Problems to solve -
1. Answer these questions from the passage on congressional productivity:
(a) How many of its own bills has the House approved this year?
(b) How many of the Senate's own bills have been signed into law by Mr. Obama?
(c) According to Harry Reid, which group deserves much of the credit for a more productive Congress?
2. In the passage on congressional productivity, condense the paragraph beginning "The Senate has moved slower" into a single shorter sentence that keeps its main facts.
3. From the passage on congressional productivity, reproduce the text starting at "That leadership is" and ending at "last seven decades.".

Quoted passage -
That leadership is reflected in the numbers. The House has approved 166 of its own bills this year, and seen 21 of those signed into law. That puts it about middle-of-the-pack in Congressional Record data dating back to 1947.
The Senate has moved slower, passing just 30 of its own bills and seeing only six of them signed into law by Mr. Obama — both on the low end of productivity for the last seven decades.
Still, Senate Minority Leader Harry Reid said last week that the reason the education bill cleared, and much of the credit for a more productive Congress, belongs to Democrats who have used their filibuster powers more sparingly than the GOP did.
“I understand why my friend the Republican leader is beating his chest about how great the Senate works, because it does work if you have a cooperative minority, and that is what we have done,” he said. “We have worked very hard to try to get this done and, as a result of our work together, we have been able to get it done. But please save everyone the lack of history.”

Records supplied -
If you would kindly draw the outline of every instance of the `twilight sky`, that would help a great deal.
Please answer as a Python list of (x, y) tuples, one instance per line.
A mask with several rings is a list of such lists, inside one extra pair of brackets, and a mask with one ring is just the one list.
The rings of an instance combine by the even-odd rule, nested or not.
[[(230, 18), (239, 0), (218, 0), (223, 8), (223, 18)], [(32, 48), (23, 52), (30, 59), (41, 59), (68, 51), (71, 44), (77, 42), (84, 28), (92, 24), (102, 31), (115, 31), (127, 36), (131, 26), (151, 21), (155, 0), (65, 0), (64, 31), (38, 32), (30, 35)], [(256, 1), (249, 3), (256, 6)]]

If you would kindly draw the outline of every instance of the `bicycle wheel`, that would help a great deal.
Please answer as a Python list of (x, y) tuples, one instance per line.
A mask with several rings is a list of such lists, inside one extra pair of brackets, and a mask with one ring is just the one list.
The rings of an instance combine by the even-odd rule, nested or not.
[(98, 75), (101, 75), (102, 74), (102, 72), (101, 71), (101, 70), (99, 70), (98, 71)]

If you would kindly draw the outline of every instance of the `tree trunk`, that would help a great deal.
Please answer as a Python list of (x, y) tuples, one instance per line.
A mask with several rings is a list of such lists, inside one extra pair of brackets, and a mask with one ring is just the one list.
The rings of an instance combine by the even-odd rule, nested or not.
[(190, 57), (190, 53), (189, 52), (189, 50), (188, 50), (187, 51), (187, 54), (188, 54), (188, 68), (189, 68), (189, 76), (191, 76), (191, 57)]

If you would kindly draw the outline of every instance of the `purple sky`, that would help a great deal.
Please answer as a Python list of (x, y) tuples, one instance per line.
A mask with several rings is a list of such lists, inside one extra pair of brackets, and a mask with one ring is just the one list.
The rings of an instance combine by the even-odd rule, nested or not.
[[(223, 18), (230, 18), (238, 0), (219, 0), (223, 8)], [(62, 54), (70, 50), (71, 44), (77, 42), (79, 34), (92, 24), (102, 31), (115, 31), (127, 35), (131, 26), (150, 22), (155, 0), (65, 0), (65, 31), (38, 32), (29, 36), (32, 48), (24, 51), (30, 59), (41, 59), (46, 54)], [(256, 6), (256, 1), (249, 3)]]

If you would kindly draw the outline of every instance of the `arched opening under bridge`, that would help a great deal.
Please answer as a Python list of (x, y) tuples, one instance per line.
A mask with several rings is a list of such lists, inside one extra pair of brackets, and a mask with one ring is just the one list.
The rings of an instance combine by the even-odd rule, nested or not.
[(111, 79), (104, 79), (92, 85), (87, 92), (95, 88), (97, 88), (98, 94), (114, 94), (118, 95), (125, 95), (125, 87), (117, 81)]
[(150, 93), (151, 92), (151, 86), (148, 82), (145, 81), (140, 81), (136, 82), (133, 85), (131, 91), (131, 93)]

Problem solutions -
1.
(a) 166
(b) Six
(c) Democrats, who have used their filibuster powers more sparingly than the GOP did

2. The Senate has passed only 30 of its own bills, six of which Mr. Obama signed into law, which places it at the low end of productivity over the last seven decades.

3.
That leadership is reflected in the numbers. The House has approved 166 of its own bills this year, and seen 21 of those signed into law. That puts it about middle-of-the-pack in Congressional Record data dating back to 1947.
The Senate has moved slower, passing just 30 of its own bills and seeing only six of them signed into law by Mr. Obama — both on the low end of productivity for the last seven decades.